### TASKS TO COMPLETE
- a) Could you transcribe everything in the passage on teaching in Tonga from "Wait a minute?" down to "think of it?"?
- b) Can you write the next part of the opinion piece on teaching children in Tonga, picking up right after its final sentence?

### PASSAGE PROVIDED
╭──

The fact that Iam Tonga by birth does not make me a better Tonga speaking man or an expert in Tonga language; though my case may be different because of-course Iam an expert because I learnt this same Tonga language that I was born with. So teaching my children in Tonga all the subjects with a notion that it will make them understand these subjects better is an illusion because our school curriculum is European based, no matter how much we will try to localise it.

Wait a minute? What is 'Science' in Tonga or in your language? I know you will need an A4 page just to 'name' Science. And if you need to 'explain' in 'naming' something, how long will be the defination itself? 'Today we want to talk about the rain cycle'. Isnt this laughable when you come think of it?

Teaching our children in vernacular at a lower level of their education is such a backward idea. At a time when I thought we needed to start French, Latin, Spanish lessons in Kinder garten schools, is when we think of our local languages as a medium of instructions to these highly spirited boys and girls who have always wanted to go to school so they can learn the Queen's language. Iam hurt to the bone murrow because I dont see any logic in this; or am I from the new school of thought? The school of Global family where you take advantage of the weak brains to advance yourself?

╰──

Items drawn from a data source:

╭──

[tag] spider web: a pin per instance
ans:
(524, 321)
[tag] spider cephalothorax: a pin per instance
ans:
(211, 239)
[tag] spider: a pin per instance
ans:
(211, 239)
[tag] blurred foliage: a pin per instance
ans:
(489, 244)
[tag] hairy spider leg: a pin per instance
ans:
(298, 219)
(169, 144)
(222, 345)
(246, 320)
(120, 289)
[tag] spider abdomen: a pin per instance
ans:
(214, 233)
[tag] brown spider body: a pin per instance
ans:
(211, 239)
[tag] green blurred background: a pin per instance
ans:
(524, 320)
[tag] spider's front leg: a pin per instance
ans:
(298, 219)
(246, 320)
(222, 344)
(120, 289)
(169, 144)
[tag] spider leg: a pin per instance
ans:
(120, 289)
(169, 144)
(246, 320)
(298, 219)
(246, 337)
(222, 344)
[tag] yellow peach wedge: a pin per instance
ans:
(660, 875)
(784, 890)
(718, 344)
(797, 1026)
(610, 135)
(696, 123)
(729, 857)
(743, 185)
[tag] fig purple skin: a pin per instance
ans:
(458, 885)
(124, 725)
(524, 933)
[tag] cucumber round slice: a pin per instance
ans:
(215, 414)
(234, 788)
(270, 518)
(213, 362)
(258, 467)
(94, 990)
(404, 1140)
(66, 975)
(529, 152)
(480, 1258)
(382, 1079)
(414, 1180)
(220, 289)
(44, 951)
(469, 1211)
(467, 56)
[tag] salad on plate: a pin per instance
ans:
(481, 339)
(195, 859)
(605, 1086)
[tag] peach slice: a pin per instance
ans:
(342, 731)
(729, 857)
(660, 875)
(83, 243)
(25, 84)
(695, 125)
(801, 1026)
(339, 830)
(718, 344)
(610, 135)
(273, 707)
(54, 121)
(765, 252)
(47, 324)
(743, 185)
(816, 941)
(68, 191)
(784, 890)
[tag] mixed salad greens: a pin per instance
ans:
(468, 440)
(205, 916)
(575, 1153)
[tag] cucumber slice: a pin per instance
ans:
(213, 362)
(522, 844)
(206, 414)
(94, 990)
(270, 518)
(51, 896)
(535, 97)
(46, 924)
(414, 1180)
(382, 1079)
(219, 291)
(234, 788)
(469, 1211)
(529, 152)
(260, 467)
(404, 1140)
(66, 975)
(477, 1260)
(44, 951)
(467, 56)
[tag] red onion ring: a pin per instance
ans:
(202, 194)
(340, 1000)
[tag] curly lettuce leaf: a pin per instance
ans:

╰──

### TASK ANSWERS
- a)
Wait a minute? What is 'Science' in Tonga or in your language? I know you will need an A4 page just to 'name' Science. And if you need to 'explain' in 'naming' something, how long will be the defination itself? 'Today we want to talk about the rain cycle'. Isnt this laughable when you come think of it?

- b)
By the gypsy fact that we are able to speak the 'whiteman's language puts us at a higher level of education because the whiteman doesnt understand our language, rendering him a 'loser'. Learning in your own language for four years, and to be reverted back to English when you were just gripping your foundational understanding of concepts will just make these innocent souls crazy because the first fours of education in a child's growth are very important for a child's grasping of issues he or she needs to advance in life.

Why is it that everything we knew of in the Old School of reasoning is being upheld this time around when we are supposed to be talking about advancing our mental faculties into brighter and more advanced areas of thinking. This is a Computer Age; an age of invention, creative thought and exchange of ideas at an Universal level. Our community is nolonger monolic. 


We live in a world of globalisation where a medium of communication is such a fundamental norm in the life of a person. Situations are there in countries being refered to where local languages are being used as a means of instructions in lower Schools;these pupils are being prepared for the local market where there are no jobs, because they cant excel their trades to other countries because of language barriers. I have seen alot of Zimbabwean youths with sharp technical skills, end up being garders in Zambia because they are unable to communicate with their prospective employers due to their being taught in Shona or Ndebele and understand their trades in their respective languages.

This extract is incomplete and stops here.